§ TASK TO COMPLETE: Reproduce every entry below verbatim, omitting the pictures from your output.

§ DATASET ROWS:
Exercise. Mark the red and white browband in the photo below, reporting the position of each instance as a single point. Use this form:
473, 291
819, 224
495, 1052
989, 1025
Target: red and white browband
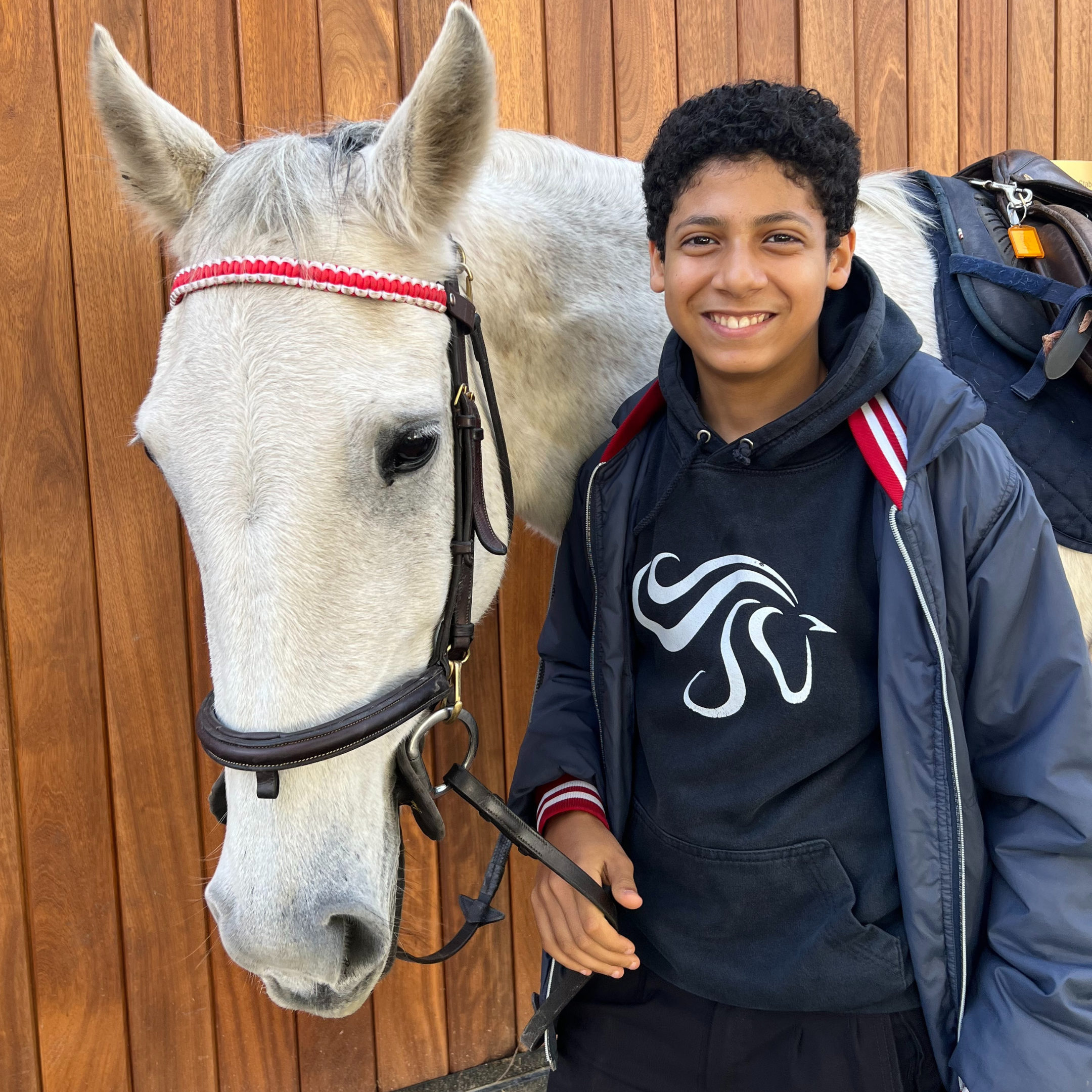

§ EXERCISE SOLUTION:
Exercise. Mark the red and white browband in the photo below, reporting the position of each instance as a single point. Use this form:
473, 291
819, 224
495, 1052
989, 1025
Target: red and white browband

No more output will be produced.